== Problem details ==
Write out each of the items below word for word, leaving the pictures out of your answer.

== Data records ==
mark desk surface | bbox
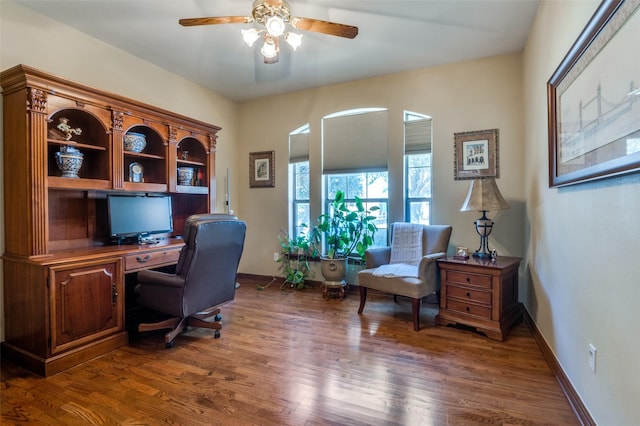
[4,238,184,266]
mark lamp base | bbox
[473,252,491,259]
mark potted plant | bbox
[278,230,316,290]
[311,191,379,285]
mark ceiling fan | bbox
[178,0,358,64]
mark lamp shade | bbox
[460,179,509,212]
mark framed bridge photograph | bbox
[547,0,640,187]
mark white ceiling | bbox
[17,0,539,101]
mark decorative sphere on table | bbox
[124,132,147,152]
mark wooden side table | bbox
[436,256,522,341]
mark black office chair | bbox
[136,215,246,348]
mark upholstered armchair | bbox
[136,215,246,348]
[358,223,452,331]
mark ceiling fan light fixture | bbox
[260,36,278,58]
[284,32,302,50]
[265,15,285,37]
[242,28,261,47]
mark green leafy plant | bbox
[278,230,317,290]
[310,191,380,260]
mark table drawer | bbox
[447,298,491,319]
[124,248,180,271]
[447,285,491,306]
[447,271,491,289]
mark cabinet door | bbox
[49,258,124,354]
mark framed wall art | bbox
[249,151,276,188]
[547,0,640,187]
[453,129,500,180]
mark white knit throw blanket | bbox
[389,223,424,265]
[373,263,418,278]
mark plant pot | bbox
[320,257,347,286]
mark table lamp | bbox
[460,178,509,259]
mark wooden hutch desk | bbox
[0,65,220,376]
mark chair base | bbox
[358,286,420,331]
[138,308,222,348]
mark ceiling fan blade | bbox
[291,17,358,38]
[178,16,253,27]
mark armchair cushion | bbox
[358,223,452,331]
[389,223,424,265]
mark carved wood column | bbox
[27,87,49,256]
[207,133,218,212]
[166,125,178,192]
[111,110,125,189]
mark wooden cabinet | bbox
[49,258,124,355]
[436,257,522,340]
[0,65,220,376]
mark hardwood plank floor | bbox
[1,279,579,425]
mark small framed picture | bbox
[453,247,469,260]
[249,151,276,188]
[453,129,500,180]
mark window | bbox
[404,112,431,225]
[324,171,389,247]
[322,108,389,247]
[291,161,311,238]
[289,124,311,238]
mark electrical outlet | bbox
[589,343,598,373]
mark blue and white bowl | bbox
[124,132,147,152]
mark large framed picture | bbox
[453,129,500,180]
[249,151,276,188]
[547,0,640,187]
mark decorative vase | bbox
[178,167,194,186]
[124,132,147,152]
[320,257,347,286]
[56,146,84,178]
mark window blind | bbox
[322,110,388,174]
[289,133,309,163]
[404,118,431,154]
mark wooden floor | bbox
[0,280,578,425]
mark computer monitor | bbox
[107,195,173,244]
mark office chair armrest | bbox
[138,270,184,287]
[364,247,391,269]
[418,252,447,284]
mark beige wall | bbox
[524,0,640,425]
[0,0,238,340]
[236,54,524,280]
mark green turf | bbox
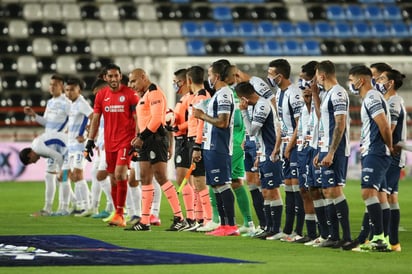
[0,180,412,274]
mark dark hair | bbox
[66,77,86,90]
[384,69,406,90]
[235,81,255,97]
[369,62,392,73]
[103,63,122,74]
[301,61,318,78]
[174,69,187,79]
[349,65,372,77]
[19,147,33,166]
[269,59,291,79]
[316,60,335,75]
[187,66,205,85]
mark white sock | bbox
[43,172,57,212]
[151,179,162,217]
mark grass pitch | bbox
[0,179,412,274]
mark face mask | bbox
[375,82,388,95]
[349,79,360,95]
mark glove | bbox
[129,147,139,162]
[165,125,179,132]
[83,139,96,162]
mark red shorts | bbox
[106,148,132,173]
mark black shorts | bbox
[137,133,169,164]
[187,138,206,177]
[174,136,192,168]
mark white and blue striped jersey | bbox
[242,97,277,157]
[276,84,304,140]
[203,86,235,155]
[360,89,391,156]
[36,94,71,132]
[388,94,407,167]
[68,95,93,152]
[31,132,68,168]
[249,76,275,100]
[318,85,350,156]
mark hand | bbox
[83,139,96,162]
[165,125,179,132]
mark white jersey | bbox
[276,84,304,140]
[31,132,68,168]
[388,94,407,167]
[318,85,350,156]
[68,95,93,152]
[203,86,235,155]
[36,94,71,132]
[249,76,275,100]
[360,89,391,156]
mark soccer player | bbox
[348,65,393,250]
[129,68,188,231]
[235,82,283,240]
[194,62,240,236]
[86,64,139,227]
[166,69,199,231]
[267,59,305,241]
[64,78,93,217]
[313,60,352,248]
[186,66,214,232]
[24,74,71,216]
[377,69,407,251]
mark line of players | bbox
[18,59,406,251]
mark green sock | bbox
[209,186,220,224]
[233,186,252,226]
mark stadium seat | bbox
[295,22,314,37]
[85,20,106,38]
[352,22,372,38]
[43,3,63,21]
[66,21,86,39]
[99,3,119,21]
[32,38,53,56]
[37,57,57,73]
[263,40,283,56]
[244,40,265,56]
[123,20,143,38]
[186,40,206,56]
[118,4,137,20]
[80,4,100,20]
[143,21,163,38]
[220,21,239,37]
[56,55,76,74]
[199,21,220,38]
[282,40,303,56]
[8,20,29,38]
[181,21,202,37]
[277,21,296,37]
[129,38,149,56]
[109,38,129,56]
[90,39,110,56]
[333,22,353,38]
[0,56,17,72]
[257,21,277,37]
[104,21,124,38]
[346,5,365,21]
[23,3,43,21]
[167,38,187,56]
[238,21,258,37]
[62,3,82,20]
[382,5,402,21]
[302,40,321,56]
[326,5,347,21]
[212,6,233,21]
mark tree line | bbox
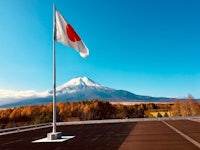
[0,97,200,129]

== Task output ==
mark desk surface | bbox
[4,238,184,266]
mark lamp base | bbox
[473,252,491,259]
mark potted plant | bbox
[278,230,316,290]
[311,191,379,285]
mark ceiling fan | bbox
[178,0,358,64]
mark lamp shade | bbox
[460,179,509,212]
mark framed bridge photograph | bbox
[547,0,640,187]
mark white ceiling | bbox
[17,0,539,101]
mark decorative sphere on table | bbox
[124,132,147,152]
mark wooden side table | bbox
[436,256,522,341]
mark black office chair | bbox
[136,215,246,348]
mark upholstered armchair | bbox
[136,215,246,348]
[358,223,452,331]
mark ceiling fan light fixture | bbox
[260,36,278,58]
[284,32,302,50]
[265,15,285,37]
[242,28,261,47]
mark green leafy plant | bbox
[278,230,317,290]
[310,191,380,260]
mark table drawer | bbox
[447,298,491,319]
[124,248,180,271]
[447,285,491,306]
[447,271,491,289]
mark cabinet door | bbox
[49,258,124,354]
mark framed wall art | bbox
[249,151,276,188]
[547,0,640,187]
[453,129,500,180]
mark white knit throw blanket | bbox
[389,223,424,265]
[373,263,418,278]
mark plant pot | bbox
[320,257,347,286]
mark table lamp | bbox
[460,178,509,259]
mark wooden hutch desk | bbox
[0,65,220,376]
mark chair base | bbox
[358,286,420,331]
[138,308,222,348]
mark ceiling fan blade | bbox
[291,17,358,38]
[178,16,253,27]
mark armchair cushion | bbox
[358,223,452,331]
[389,223,424,265]
mark carved wood column | bbox
[27,87,49,256]
[207,133,218,212]
[166,125,178,192]
[111,110,125,189]
mark wooden cabinet | bbox
[49,258,124,355]
[436,257,522,340]
[0,65,220,376]
mark hardwood plank floor | bbox
[1,279,579,425]
mark small framed picture | bbox
[453,247,469,260]
[249,151,276,188]
[453,129,500,180]
mark window | bbox
[404,112,431,225]
[324,171,389,247]
[322,108,389,247]
[291,161,311,238]
[289,124,311,238]
mark electrical outlet | bbox
[589,343,598,373]
mark blue and white bowl | bbox
[124,132,147,152]
mark large framed picture | bbox
[453,129,500,180]
[249,151,276,188]
[547,0,640,187]
mark decorative vase | bbox
[178,167,194,186]
[124,132,147,152]
[320,257,347,286]
[56,146,84,178]
mark window blind | bbox
[322,110,388,174]
[289,133,309,163]
[404,118,431,154]
mark wooden floor | bbox
[0,280,578,425]
mark computer monitor | bbox
[107,195,173,244]
mark office chair armrest | bbox
[138,270,184,287]
[364,247,391,269]
[418,252,447,284]
mark beige wall | bbox
[524,0,640,425]
[0,0,238,340]
[236,54,524,280]
mark green turf | bbox
[0,180,412,274]
mark dark hair | bbox
[66,77,86,90]
[384,69,406,90]
[235,81,255,97]
[369,62,392,73]
[103,63,122,74]
[301,61,318,78]
[174,69,187,79]
[349,65,372,77]
[19,147,33,166]
[269,59,291,79]
[316,60,335,75]
[187,66,205,85]
mark white sock | bbox
[43,172,57,212]
[151,179,162,217]
mark grass pitch | bbox
[0,179,412,274]
mark face mask | bbox
[375,82,388,95]
[349,79,360,95]
mark glove | bbox
[129,147,139,162]
[165,125,179,132]
[83,139,96,162]
mark red shorts | bbox
[106,148,132,173]
mark black shorts | bbox
[137,133,169,164]
[187,138,206,177]
[174,136,192,168]
mark white and blue striped jersey | bbox
[242,97,277,157]
[276,84,304,140]
[203,86,235,155]
[360,89,391,156]
[36,94,71,132]
[388,94,407,167]
[68,95,93,152]
[31,132,68,168]
[249,76,275,100]
[318,85,350,156]
mark hand | bbox
[83,139,96,162]
[165,125,179,132]
mark white jersey | bbox
[276,84,304,140]
[31,132,68,168]
[388,94,407,167]
[318,85,350,156]
[68,95,93,152]
[203,86,235,155]
[36,94,71,132]
[249,76,275,100]
[360,89,391,156]
mark soccer player | bbox
[348,65,393,250]
[129,68,188,231]
[235,82,283,240]
[194,62,240,236]
[86,64,139,227]
[166,69,199,231]
[267,59,305,241]
[64,78,93,217]
[313,60,352,248]
[186,66,214,232]
[24,74,71,216]
[377,69,407,251]
mark line of players | bbox
[18,59,406,251]
mark green sock | bbox
[209,186,220,224]
[233,186,252,226]
mark stadium seat | bbox
[295,22,314,37]
[85,20,106,38]
[352,22,372,38]
[43,3,63,21]
[66,21,86,39]
[99,3,119,21]
[32,38,53,56]
[37,57,57,73]
[263,40,283,56]
[244,40,265,56]
[123,20,143,38]
[186,40,206,56]
[118,4,137,20]
[80,4,100,20]
[143,21,163,38]
[220,21,239,37]
[56,55,76,74]
[199,21,220,38]
[282,40,303,56]
[8,20,29,38]
[181,21,202,37]
[277,21,296,37]
[129,38,149,56]
[109,38,129,56]
[90,39,110,56]
[333,22,353,38]
[0,56,17,72]
[257,21,277,37]
[104,21,124,38]
[346,5,365,21]
[23,3,43,21]
[167,38,187,56]
[238,21,258,37]
[62,3,82,20]
[382,5,402,21]
[302,40,321,56]
[326,5,347,21]
[212,6,233,21]
mark tree line | bbox
[0,97,200,129]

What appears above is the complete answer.